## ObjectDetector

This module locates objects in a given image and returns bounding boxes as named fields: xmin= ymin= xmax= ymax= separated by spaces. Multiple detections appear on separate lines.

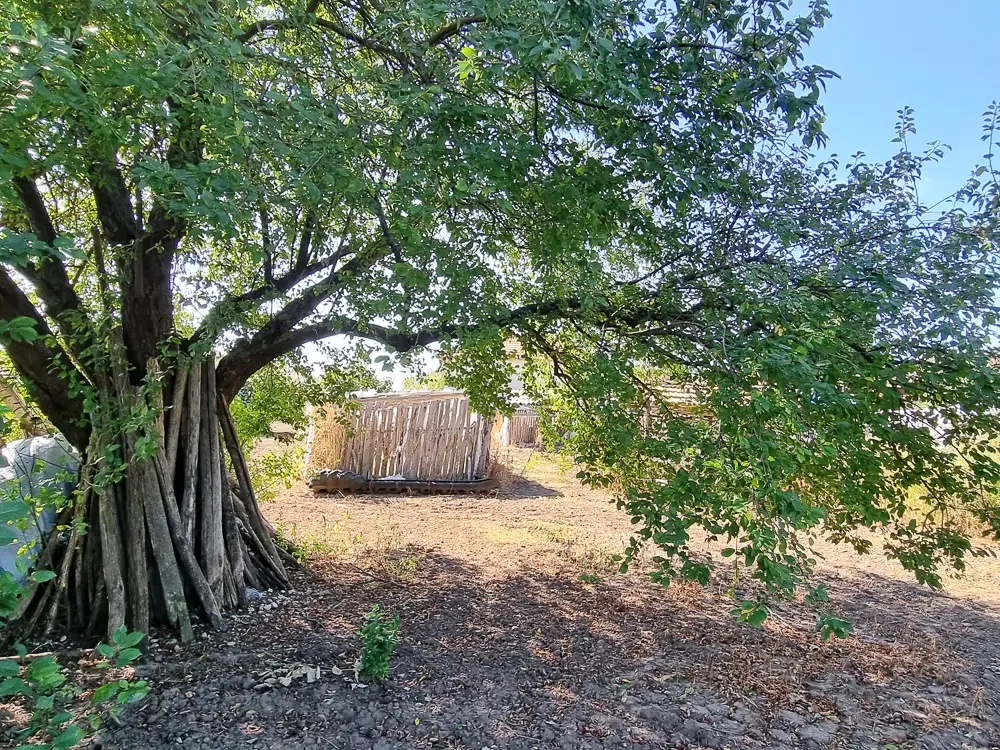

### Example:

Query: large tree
xmin=0 ymin=0 xmax=998 ymax=634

◇ ◇ ◇ ◇

TASK BRIEF: Please convert the records above into a two-column CSV with the headers text and result, one row per record, placing each field in double quotes and replacing any line breaks with spaces. Leave the pictures out.

OUTPUT OF THE EXERCISE:
text,result
"## ObjectDetector This module locates objects in a given image and returns bounding boxes as named fields: xmin= ymin= xmax= ymax= separated by spaces. Multiple detections appear on separate lines. ### Example: Query: large tree","xmin=0 ymin=0 xmax=998 ymax=634"